Your task:
Locate the word "target" in the data below, then copy every line that holds it.

Given records:
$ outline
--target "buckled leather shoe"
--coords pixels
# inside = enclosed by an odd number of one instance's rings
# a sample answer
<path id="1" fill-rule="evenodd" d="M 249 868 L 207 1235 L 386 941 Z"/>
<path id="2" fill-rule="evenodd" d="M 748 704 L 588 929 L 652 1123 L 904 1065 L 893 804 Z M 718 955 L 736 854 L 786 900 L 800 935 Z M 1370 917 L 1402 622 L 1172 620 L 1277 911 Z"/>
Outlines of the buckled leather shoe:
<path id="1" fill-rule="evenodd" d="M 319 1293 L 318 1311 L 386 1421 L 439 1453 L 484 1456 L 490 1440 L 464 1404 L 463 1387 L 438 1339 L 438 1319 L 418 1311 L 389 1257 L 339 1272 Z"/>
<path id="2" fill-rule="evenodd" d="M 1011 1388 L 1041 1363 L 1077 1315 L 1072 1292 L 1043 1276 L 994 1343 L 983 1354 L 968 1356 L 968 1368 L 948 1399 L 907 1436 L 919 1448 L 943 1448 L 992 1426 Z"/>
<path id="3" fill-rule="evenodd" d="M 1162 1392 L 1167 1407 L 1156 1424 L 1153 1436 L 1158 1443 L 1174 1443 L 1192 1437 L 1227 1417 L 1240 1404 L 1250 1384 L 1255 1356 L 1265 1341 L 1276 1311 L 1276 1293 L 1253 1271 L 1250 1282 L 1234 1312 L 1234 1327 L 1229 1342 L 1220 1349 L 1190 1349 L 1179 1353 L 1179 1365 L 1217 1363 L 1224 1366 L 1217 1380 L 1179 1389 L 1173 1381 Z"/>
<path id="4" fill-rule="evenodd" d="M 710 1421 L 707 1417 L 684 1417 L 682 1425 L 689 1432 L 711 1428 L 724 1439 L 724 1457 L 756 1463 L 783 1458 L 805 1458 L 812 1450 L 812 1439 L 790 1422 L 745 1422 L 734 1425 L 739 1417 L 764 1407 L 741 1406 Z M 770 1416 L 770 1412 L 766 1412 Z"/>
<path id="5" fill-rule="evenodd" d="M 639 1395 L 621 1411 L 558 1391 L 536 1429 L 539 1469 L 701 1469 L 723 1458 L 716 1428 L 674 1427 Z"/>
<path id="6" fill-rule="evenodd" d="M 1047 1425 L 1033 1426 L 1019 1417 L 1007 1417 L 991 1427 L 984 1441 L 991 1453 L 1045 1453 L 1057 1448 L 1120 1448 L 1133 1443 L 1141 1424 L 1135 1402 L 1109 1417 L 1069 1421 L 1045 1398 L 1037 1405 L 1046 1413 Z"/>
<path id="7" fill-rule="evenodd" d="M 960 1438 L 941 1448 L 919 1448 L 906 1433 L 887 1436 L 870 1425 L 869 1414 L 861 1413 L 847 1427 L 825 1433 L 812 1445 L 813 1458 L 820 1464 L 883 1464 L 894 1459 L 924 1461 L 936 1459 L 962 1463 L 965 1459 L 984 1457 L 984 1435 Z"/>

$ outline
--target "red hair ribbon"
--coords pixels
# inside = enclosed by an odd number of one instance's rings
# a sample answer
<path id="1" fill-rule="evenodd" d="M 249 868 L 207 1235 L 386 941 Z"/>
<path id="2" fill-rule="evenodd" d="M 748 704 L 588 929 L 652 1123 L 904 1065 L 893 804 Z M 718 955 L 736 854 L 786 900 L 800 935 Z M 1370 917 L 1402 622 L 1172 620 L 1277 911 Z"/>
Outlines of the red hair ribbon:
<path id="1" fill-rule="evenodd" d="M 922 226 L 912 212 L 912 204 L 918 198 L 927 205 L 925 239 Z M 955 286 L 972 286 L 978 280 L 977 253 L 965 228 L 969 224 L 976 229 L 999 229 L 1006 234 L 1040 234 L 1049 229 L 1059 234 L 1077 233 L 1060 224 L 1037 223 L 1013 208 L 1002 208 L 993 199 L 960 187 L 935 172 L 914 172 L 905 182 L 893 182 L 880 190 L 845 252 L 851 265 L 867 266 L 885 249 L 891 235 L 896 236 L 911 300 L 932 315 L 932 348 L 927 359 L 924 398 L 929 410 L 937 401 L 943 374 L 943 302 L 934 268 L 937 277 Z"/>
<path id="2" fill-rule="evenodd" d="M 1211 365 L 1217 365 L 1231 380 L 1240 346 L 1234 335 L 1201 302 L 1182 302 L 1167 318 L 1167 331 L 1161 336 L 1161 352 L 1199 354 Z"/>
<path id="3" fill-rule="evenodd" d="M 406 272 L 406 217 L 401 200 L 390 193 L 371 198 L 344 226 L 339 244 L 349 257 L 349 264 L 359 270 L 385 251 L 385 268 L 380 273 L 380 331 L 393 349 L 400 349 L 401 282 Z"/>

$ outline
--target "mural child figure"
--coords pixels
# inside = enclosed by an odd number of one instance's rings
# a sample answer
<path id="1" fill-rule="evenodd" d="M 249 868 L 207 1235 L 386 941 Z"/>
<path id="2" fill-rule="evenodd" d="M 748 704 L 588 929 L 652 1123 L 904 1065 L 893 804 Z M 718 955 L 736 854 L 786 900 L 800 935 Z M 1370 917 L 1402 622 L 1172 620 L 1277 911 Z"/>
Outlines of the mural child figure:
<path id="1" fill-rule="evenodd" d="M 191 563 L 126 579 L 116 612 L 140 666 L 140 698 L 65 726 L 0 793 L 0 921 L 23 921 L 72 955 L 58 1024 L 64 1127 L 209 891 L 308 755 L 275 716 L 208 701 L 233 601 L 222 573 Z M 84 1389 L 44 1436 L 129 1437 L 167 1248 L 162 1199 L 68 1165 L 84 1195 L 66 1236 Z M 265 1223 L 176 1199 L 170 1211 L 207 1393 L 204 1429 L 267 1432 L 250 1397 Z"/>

--

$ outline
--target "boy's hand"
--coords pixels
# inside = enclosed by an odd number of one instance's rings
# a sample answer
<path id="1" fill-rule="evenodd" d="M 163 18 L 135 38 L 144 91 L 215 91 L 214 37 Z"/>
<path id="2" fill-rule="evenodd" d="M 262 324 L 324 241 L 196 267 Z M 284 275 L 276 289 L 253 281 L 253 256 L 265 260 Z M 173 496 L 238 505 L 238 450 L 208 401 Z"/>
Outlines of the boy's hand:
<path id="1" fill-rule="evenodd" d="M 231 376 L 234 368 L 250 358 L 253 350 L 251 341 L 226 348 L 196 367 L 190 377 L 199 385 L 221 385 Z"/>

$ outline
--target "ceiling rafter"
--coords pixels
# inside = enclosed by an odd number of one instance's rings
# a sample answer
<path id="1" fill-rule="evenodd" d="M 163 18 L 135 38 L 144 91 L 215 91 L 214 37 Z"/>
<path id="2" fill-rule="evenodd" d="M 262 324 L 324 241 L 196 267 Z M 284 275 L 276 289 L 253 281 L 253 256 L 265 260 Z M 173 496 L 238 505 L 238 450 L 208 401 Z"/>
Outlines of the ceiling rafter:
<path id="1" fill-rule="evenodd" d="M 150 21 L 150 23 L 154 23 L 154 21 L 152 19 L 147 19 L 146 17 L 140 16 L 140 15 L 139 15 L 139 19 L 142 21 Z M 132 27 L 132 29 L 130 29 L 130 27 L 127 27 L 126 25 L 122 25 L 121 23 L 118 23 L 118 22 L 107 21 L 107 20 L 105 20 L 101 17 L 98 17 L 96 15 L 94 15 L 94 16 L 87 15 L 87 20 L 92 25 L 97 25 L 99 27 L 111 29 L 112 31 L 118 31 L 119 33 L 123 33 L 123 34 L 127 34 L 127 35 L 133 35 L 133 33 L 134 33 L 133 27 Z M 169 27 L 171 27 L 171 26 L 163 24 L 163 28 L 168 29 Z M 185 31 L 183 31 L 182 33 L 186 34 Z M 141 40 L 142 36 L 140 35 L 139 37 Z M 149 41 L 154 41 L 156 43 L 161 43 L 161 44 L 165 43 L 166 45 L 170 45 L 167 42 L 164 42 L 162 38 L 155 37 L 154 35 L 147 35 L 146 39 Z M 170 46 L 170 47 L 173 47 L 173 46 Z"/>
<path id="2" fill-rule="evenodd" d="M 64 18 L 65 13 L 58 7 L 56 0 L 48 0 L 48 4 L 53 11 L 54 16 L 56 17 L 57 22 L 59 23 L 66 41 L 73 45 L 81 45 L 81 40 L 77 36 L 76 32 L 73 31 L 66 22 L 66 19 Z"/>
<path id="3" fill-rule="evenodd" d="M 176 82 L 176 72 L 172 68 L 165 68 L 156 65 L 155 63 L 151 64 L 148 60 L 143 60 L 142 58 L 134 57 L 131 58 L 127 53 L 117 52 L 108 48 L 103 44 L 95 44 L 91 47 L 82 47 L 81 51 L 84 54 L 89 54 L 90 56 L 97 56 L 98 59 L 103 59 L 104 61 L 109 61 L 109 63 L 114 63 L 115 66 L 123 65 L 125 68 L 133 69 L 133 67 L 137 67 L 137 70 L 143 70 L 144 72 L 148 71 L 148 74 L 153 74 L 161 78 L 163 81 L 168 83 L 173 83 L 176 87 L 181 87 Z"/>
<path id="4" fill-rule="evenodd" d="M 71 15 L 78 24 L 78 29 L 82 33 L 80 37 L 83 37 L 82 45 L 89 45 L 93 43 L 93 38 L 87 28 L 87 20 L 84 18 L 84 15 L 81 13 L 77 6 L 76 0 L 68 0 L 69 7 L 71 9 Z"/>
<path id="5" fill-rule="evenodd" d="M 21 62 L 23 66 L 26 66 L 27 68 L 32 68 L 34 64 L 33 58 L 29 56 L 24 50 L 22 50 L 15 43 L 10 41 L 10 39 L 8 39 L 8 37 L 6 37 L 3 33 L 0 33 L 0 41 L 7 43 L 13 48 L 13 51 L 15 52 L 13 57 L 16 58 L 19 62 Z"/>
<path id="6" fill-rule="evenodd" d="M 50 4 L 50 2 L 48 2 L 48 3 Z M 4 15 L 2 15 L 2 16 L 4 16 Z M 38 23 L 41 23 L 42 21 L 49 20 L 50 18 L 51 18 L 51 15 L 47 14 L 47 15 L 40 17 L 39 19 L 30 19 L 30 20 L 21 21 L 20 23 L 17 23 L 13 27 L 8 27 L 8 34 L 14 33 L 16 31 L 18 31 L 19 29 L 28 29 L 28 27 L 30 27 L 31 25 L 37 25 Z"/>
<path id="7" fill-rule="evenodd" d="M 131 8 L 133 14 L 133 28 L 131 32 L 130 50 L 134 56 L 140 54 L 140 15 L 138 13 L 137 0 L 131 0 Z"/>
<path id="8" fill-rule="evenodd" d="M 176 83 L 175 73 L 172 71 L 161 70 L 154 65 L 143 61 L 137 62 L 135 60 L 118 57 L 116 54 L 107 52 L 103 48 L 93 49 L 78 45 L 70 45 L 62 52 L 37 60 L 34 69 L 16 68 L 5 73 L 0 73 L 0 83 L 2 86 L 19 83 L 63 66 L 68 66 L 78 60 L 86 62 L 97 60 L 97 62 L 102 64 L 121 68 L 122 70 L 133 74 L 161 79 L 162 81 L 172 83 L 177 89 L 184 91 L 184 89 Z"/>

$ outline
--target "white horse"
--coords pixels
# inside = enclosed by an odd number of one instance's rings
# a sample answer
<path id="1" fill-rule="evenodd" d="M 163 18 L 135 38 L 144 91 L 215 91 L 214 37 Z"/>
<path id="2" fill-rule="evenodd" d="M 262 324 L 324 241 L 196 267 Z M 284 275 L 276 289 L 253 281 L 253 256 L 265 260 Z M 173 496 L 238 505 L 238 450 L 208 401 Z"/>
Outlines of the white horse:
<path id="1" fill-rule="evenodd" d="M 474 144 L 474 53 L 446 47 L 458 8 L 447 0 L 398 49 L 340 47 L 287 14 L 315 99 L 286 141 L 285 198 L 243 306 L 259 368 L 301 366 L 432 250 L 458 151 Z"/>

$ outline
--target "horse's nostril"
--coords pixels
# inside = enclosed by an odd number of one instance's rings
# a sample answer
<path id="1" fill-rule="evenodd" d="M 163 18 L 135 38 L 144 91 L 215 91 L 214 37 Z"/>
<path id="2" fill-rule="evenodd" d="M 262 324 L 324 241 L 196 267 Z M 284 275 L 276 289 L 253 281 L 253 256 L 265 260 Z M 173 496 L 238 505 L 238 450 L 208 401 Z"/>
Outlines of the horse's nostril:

Result for this exercise:
--target "buckled leather shoe"
--target "red hair ribbon"
--target "mural child figure"
--target "boy's hand"
--target "ceiling rafter"
--target "white horse"
--target "horse's nostril"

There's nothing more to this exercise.